*EXERCISE DIRECTIONS*. Echo the records starting with the line that contains "Objective — pinpoint the shrub" and going on through the line that contains "[44,105,125,166]", both included, with nothing changed and nothing else added.
** BEGIN MATERIALS PROVIDED **
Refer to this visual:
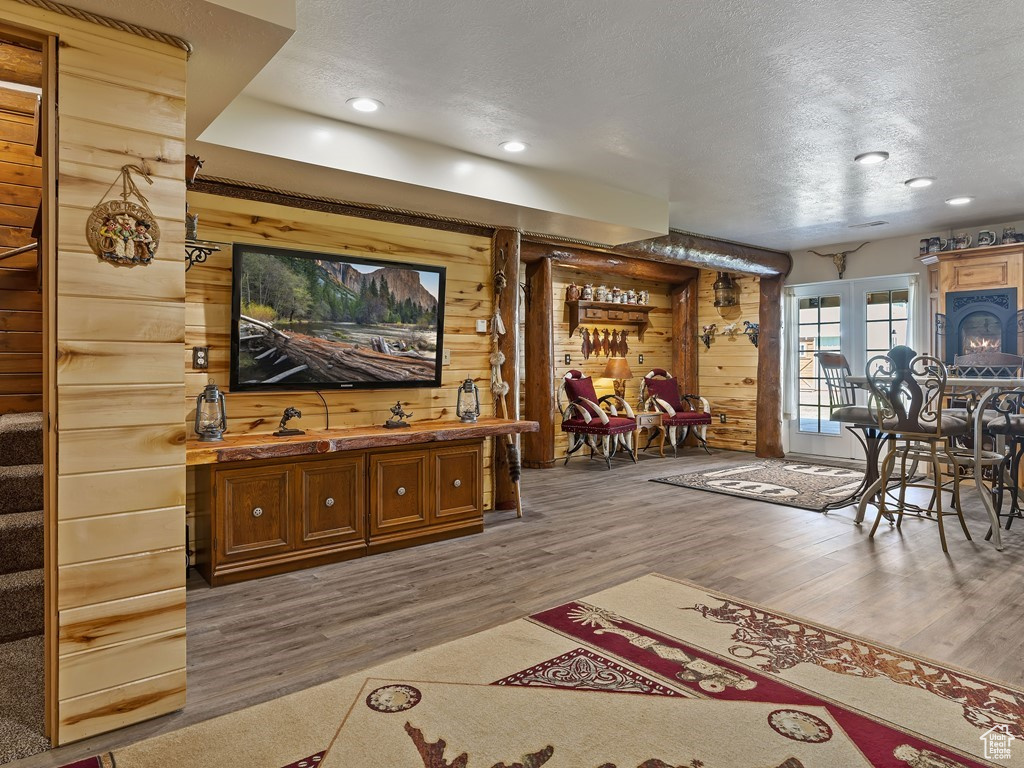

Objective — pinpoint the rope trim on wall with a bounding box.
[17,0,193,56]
** END MATERIALS PROVIDED **
** BEGIN MATERIALS PROVIDED **
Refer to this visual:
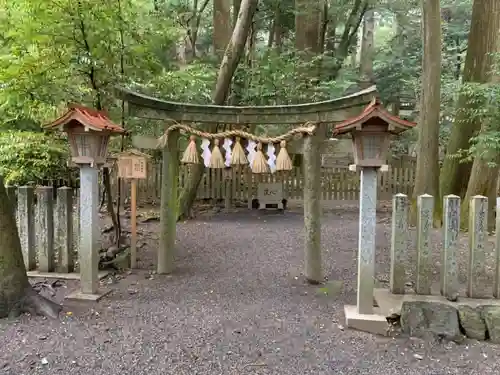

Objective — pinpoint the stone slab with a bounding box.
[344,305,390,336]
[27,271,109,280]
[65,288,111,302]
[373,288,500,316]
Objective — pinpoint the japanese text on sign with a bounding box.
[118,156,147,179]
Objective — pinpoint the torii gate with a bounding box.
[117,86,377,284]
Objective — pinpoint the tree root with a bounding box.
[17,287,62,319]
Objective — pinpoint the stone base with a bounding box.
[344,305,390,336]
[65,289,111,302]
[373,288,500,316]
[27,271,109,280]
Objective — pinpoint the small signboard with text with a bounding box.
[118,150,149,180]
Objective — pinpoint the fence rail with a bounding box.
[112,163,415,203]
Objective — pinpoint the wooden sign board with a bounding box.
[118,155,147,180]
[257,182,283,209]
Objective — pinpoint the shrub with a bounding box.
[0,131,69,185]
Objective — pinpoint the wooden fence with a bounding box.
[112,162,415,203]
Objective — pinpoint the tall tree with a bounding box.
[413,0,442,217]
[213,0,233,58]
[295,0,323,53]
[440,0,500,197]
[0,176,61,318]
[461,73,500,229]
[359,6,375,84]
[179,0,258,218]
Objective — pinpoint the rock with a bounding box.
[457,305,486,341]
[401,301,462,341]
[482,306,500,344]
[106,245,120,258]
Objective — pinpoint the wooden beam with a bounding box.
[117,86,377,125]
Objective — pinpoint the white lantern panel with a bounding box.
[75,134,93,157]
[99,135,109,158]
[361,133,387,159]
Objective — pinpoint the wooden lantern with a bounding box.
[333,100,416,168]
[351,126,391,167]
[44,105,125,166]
** END MATERIALS PROVIDED **
*COMPLETED EXERCISE*.
Objective — pinpoint the shrub with a bounding box.
[0,131,69,185]
Objective — pinpoint the wooden fence with a bounding box.
[112,162,415,203]
Objective — pinpoint the tall tree with a bounding box.
[413,0,442,217]
[213,0,233,58]
[295,0,323,53]
[440,0,500,197]
[0,176,61,318]
[461,73,500,229]
[359,6,375,84]
[179,0,258,218]
Objective — pinpoint the rock with a bounding box.
[457,305,486,341]
[401,301,462,341]
[482,306,500,344]
[106,245,120,258]
Objective — pinpoint the wooden beam with a bounding box.
[117,86,377,125]
Objective — pinpoint the white lantern panel with a bounding box.
[75,134,93,157]
[99,135,109,158]
[361,133,387,159]
Objective — pinpoint the wooden lantern with a bounding box.
[333,100,416,168]
[351,126,391,167]
[44,105,125,166]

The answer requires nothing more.